Problem to work on: Copy all of the records word for word.

Input data:

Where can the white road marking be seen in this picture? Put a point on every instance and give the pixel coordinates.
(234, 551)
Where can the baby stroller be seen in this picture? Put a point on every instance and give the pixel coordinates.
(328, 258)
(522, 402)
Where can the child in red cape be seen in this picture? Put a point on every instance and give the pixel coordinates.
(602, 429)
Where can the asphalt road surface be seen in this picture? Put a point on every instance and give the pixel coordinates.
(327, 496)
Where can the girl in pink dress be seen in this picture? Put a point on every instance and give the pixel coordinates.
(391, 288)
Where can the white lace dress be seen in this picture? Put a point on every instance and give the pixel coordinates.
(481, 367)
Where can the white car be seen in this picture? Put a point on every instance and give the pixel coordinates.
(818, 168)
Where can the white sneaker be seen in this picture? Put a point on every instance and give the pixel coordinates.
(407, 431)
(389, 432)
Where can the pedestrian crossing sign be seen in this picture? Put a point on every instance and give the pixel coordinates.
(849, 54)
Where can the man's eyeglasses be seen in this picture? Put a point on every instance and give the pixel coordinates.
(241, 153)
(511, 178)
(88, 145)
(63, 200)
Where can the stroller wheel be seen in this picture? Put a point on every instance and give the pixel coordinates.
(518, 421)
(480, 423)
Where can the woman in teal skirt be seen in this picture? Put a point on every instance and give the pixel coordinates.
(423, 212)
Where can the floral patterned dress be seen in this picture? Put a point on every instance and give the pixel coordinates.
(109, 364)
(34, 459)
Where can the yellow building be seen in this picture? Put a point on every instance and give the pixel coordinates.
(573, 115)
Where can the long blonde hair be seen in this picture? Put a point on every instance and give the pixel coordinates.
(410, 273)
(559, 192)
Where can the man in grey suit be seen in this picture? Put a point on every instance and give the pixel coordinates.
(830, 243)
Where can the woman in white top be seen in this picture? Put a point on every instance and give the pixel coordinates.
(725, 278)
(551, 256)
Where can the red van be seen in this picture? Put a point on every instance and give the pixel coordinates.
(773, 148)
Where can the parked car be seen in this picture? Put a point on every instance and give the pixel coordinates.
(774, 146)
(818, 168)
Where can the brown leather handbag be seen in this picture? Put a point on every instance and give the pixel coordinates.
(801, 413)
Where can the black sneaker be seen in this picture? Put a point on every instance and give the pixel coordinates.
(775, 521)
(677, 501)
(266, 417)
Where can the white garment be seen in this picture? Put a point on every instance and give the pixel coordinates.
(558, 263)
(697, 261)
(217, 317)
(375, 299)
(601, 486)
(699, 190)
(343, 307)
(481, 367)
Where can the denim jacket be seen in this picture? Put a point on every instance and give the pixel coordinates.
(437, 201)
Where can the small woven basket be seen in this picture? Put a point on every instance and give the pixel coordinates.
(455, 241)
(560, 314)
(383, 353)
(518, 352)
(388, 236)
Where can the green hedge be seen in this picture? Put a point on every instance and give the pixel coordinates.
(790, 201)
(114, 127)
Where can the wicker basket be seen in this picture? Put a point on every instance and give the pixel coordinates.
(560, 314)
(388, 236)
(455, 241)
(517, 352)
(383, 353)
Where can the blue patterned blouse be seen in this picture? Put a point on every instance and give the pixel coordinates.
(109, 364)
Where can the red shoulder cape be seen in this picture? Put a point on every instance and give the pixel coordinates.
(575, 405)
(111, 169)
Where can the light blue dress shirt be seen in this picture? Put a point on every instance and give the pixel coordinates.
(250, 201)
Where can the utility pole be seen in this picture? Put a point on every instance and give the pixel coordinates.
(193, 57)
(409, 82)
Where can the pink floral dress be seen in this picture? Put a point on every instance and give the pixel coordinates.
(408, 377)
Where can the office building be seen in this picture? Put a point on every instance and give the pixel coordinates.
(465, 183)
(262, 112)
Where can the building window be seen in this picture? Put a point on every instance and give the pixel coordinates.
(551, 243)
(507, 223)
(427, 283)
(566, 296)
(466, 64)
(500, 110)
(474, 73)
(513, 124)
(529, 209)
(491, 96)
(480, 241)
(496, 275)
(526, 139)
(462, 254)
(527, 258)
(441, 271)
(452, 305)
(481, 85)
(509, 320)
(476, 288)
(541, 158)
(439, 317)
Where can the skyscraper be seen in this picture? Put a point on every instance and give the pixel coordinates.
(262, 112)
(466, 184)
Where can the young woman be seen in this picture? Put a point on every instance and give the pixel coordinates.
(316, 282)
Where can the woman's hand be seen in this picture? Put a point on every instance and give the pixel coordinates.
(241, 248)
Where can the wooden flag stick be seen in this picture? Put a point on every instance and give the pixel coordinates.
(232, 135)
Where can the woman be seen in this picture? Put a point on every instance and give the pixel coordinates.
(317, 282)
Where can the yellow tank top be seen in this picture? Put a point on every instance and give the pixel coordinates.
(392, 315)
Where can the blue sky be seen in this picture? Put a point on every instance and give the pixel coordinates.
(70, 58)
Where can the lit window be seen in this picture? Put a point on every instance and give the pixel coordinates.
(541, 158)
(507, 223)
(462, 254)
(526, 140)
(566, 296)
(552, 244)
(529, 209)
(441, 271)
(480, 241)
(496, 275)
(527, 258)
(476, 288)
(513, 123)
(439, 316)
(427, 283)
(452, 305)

Exercise solution:
Where can the white road marking be seen in this picture? Put a point on every instance and give the pixel coordinates.
(234, 551)
Where can the baby stroller be seen in this picture? Put a point on every instance and give the pixel coordinates.
(328, 258)
(522, 402)
Where can the child in red cape be seen in this picture? Put a point on every instance and give the pixel coordinates.
(602, 429)
Where can the asphalt road surface be seen in this picture? Put a point on every instance and give the pixel coordinates.
(327, 496)
Where can the girl in pink dress be seen in this picture? Put a point on every instance and give the pixel coordinates.
(391, 288)
Where can the white lace dress be seen in this picture? Put a point on every instance and give the pixel coordinates.
(481, 367)
Where can the white car be seen in this picture? Put a point on every instance and give the pixel coordinates.
(818, 168)
Where can the white sneaker be seen in this picture? Put a point on every instance and give the pixel coordinates.
(407, 431)
(389, 432)
Where can the pedestrian crossing sign be seen in this picture? Put a point on every instance and give the pixel coordinates.
(849, 54)
Where can the man's eyeglasses be seen in this picture? Put a point on every instance and give the pixel coordinates.
(241, 153)
(511, 178)
(88, 145)
(63, 200)
Where can the stroller wheel be seen in this picture? Put a point on every instance and give the pixel coordinates.
(518, 421)
(480, 423)
Where can the woman in teal skirt be seen in this picture? Put a point on every instance and give the pixel coordinates.
(423, 212)
Where can the floral patterned dress be seen in this picture? Put a point on every instance and give the pixel coordinates.
(109, 364)
(34, 459)
Where can the yellow building be seen in this picture? Put a point on every instance and give the pixel coordinates.
(573, 115)
Where can the long blonde hair be seen in this picture? Put a point on every instance and give the pixel coordinates.
(410, 273)
(559, 192)
Where can the man in grey suit be seen in this picture? Put a point on every instance and give the pixel coordinates.
(830, 243)
Where can the woman in white top be seen in this picture? Put a point on every instance and give the pixel coordinates.
(725, 278)
(551, 256)
Where can the red van be seen in this picture? Put a point on every instance and give the pixel coordinates.
(773, 148)
Where can the parked car be seen in this picture? Put a point on every instance and give the pixel coordinates.
(774, 146)
(818, 168)
Where can the brown leather handbag be seen in this picture? Put a point on every instance and give the pixel coordinates.
(801, 413)
Where can the black sneaker be seen in this picture? Put a point on every instance and give the pixel coordinates.
(775, 521)
(677, 501)
(266, 417)
Where can the white garment be seen in this picture? Put a point on every instance and give the pixel coordinates.
(558, 263)
(697, 261)
(217, 317)
(375, 299)
(601, 486)
(699, 190)
(343, 307)
(481, 367)
Where can the denim jacket be seen in this picture? Put a point on every instance and give the pixel coordinates.
(437, 201)
Where can the small woven basket be seen in this picture? Put a point on every instance and give the pixel coordinates.
(455, 241)
(560, 314)
(383, 353)
(518, 352)
(388, 236)
Where can the green hedge be seen in this picture? Put a point on every instance and give the pixel coordinates.
(790, 201)
(114, 127)
Where can the wicker basket be seen in this picture? Put a point on every instance and give the pixel coordinates.
(560, 314)
(388, 236)
(455, 241)
(517, 352)
(383, 353)
Where can the blue patterned blouse be seen in this picture? Put a point on every instance and give the pixel coordinates.
(109, 364)
Where can the red shoulder cape be seen in this picture? Put a point on every instance and give the pixel coordinates.
(575, 405)
(111, 169)
Where can the light blue dress shirt be seen in this picture? Put a point on every instance and give the pixel coordinates.
(250, 201)
Where can the utility pole be seen in this picture? Put a point on every instance and give the pixel coordinates.
(193, 57)
(409, 82)
Where can the pink floral dress be seen in this picture? Put a point on every instance and give the pixel coordinates.
(408, 377)
Where can the office building be seen in this picture? Put a point on every instance and give the pixel coordinates.
(465, 183)
(262, 112)
Where can the building window be seen in this picture? Put a point on every instance and give the pixel coordinates.
(551, 243)
(507, 223)
(427, 283)
(566, 296)
(466, 64)
(500, 110)
(474, 73)
(513, 124)
(529, 209)
(491, 96)
(480, 241)
(496, 275)
(526, 139)
(462, 254)
(527, 258)
(441, 271)
(452, 305)
(481, 85)
(509, 320)
(476, 288)
(541, 158)
(439, 317)
Where can the skyscraper be seen in this picture? Put a point on every instance and give the pixel coordinates.
(262, 112)
(466, 184)
Where can the young woman be seen in this picture? Put a point on every instance and give the pixel coordinates.
(316, 282)
Where can the woman's hand be seen in this picture? Put a point on every instance and give the pixel coordinates.
(241, 248)
Where can the wooden flag stick be seen in this picture? Put a point on every instance and give the pixel coordinates.
(232, 135)
Where can the woman be seen in this picture? Put a point on every instance and give the pixel coordinates.
(317, 282)
Where can the yellow tank top be seen in this picture? Put a point on every instance and give the pixel coordinates.
(392, 315)
Where can the blue sky be seen in this picture? Put a point on every instance and give the pixel coordinates.
(70, 58)
Where can the lit window be seen in this picture? Put a point on every instance and give the pixel coordinates.
(541, 158)
(507, 223)
(462, 254)
(526, 140)
(566, 296)
(552, 244)
(529, 209)
(441, 271)
(480, 241)
(496, 275)
(527, 258)
(476, 288)
(513, 123)
(439, 316)
(427, 283)
(452, 305)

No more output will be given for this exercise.